# To do:
Rewrite all of the lines below with "night-vision image" swapped for "infrared photo" each time it appears, leaving every other word unchanged. Leave the pictures out of your answer.

──────── Task inputs

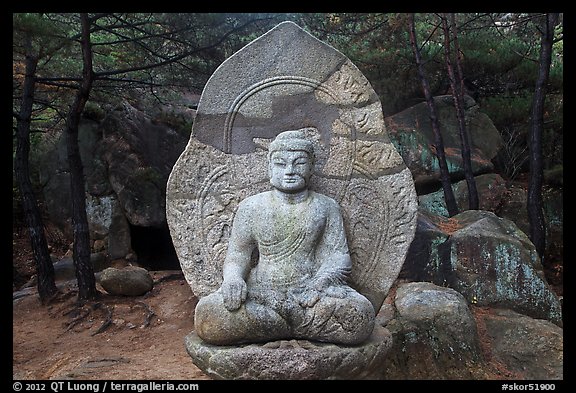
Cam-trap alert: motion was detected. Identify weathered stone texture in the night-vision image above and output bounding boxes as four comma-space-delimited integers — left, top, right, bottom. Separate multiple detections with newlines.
185, 327, 392, 380
166, 22, 417, 310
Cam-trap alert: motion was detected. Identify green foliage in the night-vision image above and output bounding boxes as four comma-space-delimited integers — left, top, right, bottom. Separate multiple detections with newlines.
13, 13, 563, 182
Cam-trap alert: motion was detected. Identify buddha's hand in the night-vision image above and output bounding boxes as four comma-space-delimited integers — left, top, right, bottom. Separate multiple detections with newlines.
298, 276, 331, 307
221, 278, 248, 311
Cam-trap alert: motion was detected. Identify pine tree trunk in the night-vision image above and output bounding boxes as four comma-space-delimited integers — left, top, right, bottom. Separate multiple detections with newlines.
14, 37, 58, 304
409, 14, 458, 217
442, 14, 480, 210
66, 14, 98, 300
526, 13, 558, 263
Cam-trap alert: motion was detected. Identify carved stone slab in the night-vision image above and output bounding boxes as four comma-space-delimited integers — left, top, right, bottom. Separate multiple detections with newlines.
166, 22, 417, 312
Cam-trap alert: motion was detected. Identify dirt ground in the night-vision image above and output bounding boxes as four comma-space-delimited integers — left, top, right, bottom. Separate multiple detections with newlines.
12, 271, 210, 380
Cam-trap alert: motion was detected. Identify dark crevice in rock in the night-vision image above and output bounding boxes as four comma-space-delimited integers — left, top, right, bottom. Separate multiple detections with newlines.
130, 224, 181, 270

────────────────

# Response for this exercise:
Cam-trap alert: motion was detected. Identify weathered stone texture in the infrared photo above and output bounding boxes as four comma-space-delimited integers — left, top, right, bottom. Separate multiple detections with newlines.
185, 327, 392, 380
166, 22, 417, 310
Cam-trap alert: motion was detected. Identify green foliage in the infrared photo above and output bounding boxes as four comma-space-delimited integers — left, top, right, bottom. Separate multiple detections with newlines.
13, 13, 563, 182
Cam-trap alert: motion was detected. Identify buddha's hand in the infrared photo above and output bounding boxes as four comma-space-delimited integers — left, top, right, bottom. Separate multiple detections with newlines.
298, 276, 331, 307
221, 278, 248, 311
Cam-trap alert: motion was detected. Identify pine tree trunk in the infrared photo above and output bounding boxes as four comma-space-delimited integers — left, top, right, bottom. Separate multiple detections with newlines.
14, 37, 58, 304
409, 14, 458, 217
442, 14, 480, 210
66, 14, 98, 300
526, 13, 558, 263
Cam-trap alert: motion was detected. Identify carved stone slab in the infrared photo above and output bounding boxes as four comma-space-delimited integers — left, top, right, bottom. Separate multiple detections with newlines.
166, 22, 417, 312
Cam-trap alert: motion was detected. Identify dirt ground in the infrared photo above and output bounding boxes as four comma-space-delimited integers — left, top, right, bottom. Separate multiple detections with newlines.
12, 271, 210, 380
Cam-trap alert: motion was detected. Identify dark crevice in rock in the infrared photo above and output bounding boxes as four comma-space-delimited integers — left, top, right, bottom. Separate multiple detections with newlines.
130, 224, 181, 270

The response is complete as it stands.